# [Rows]
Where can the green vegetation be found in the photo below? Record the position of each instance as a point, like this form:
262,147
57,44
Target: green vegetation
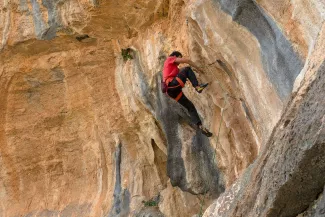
126,54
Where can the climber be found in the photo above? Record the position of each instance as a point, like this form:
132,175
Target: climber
175,79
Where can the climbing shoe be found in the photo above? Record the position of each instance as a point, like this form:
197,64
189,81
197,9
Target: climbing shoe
205,131
201,87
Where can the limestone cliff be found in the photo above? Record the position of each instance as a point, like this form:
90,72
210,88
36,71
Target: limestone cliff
86,131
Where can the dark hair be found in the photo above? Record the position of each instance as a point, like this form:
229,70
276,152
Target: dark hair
176,54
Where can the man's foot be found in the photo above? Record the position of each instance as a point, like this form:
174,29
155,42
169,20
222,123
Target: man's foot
201,87
205,131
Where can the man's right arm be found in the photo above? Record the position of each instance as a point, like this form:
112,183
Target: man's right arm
190,62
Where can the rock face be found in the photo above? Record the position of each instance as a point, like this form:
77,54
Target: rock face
86,131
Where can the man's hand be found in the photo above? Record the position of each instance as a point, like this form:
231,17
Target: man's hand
190,62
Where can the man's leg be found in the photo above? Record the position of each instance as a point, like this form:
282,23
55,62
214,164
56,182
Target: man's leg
194,115
184,101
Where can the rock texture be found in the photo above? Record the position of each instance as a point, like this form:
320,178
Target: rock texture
288,175
86,131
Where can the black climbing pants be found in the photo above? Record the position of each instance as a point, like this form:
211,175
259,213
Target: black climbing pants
184,74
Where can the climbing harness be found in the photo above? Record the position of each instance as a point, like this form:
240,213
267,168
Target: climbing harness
165,86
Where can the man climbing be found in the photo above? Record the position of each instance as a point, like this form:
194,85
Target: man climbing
175,79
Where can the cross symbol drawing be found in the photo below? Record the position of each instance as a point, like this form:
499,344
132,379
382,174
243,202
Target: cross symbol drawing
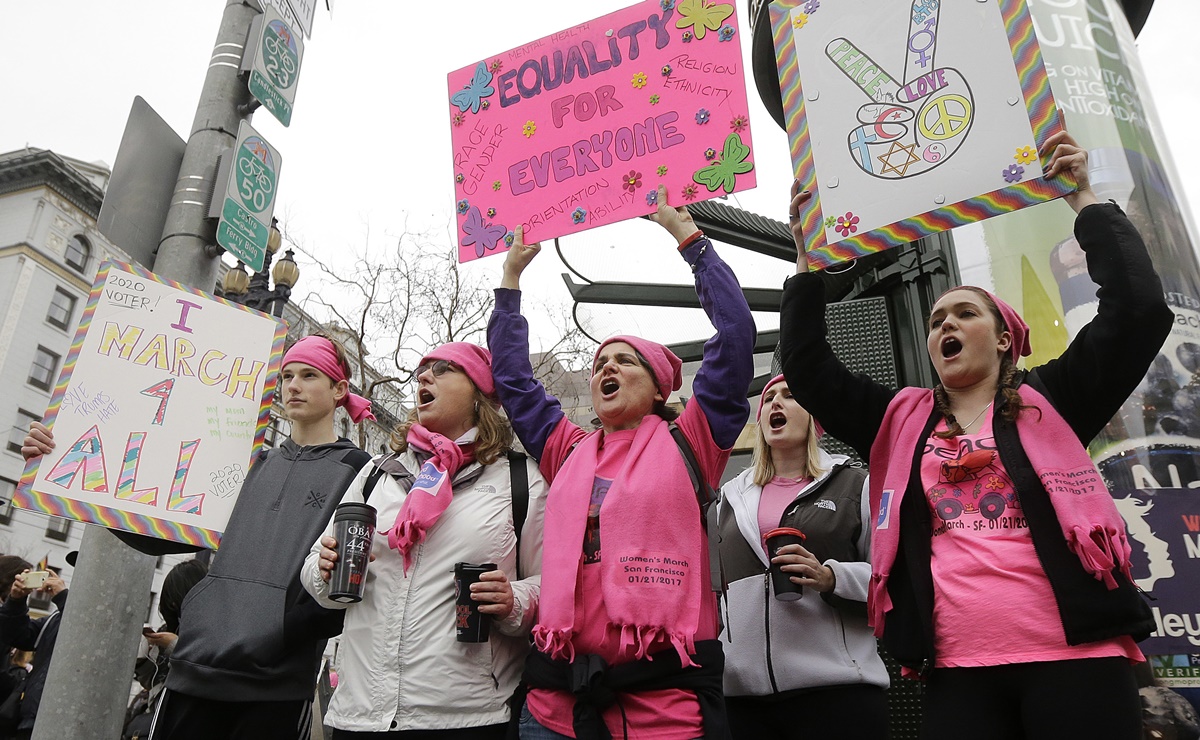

# [Task prompt]
How many lines in the items above contain the string "foot"? Reply with the number alone.

# [Response to the exercise]
2